-------- Material for this exercise

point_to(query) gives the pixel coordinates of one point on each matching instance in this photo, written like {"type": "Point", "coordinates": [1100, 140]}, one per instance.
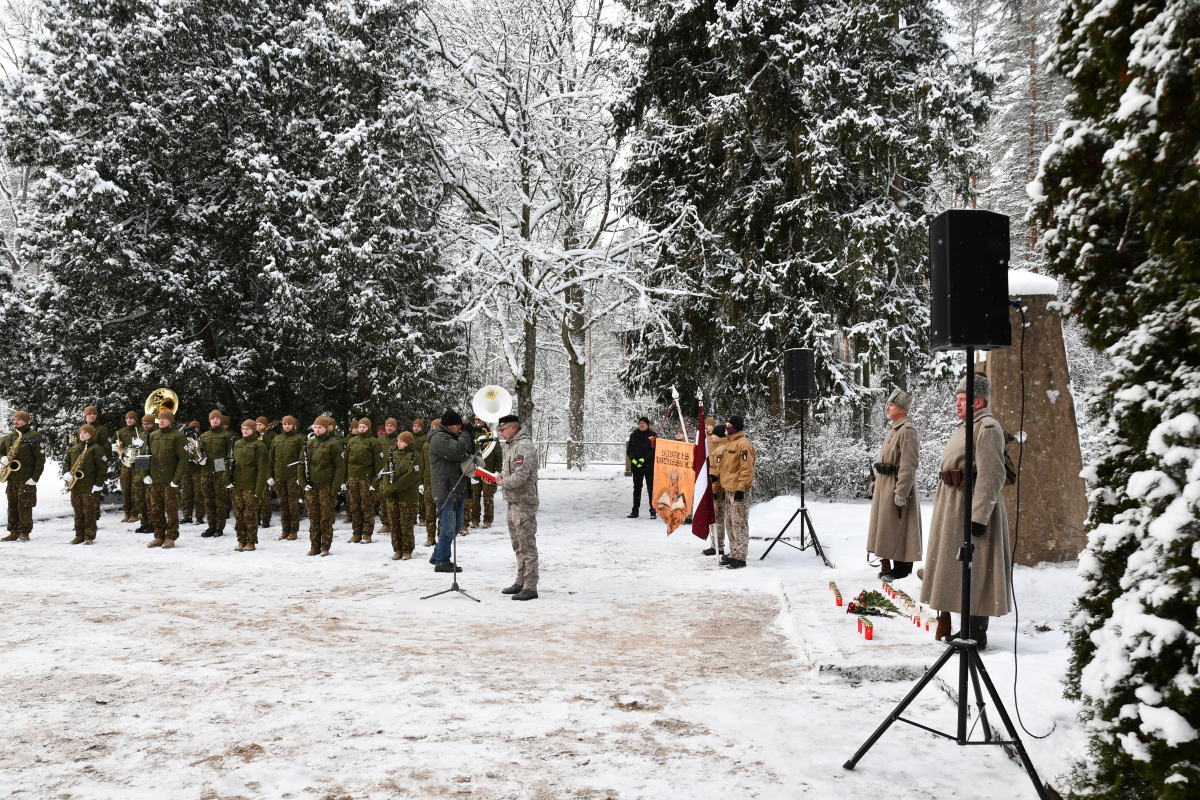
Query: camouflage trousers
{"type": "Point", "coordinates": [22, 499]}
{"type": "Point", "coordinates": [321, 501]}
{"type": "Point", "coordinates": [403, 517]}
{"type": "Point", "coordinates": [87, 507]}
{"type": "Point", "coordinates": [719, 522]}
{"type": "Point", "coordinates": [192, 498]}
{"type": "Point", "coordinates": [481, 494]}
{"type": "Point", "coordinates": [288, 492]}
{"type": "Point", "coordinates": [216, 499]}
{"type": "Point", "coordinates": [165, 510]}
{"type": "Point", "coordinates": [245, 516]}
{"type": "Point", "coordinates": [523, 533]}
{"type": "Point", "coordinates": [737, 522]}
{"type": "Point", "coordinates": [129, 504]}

----------------

Copy out all of the material above word for word, omitting the picture.

Task result:
point_to(query) gives the pixel coordinates of one point on each matching instance in this photo, written like {"type": "Point", "coordinates": [1100, 140]}, one per instance.
Query: camouflage trousers
{"type": "Point", "coordinates": [22, 499]}
{"type": "Point", "coordinates": [321, 501]}
{"type": "Point", "coordinates": [403, 517]}
{"type": "Point", "coordinates": [87, 507]}
{"type": "Point", "coordinates": [719, 522]}
{"type": "Point", "coordinates": [192, 498]}
{"type": "Point", "coordinates": [481, 494]}
{"type": "Point", "coordinates": [288, 492]}
{"type": "Point", "coordinates": [216, 499]}
{"type": "Point", "coordinates": [165, 510]}
{"type": "Point", "coordinates": [245, 516]}
{"type": "Point", "coordinates": [523, 533]}
{"type": "Point", "coordinates": [737, 522]}
{"type": "Point", "coordinates": [129, 504]}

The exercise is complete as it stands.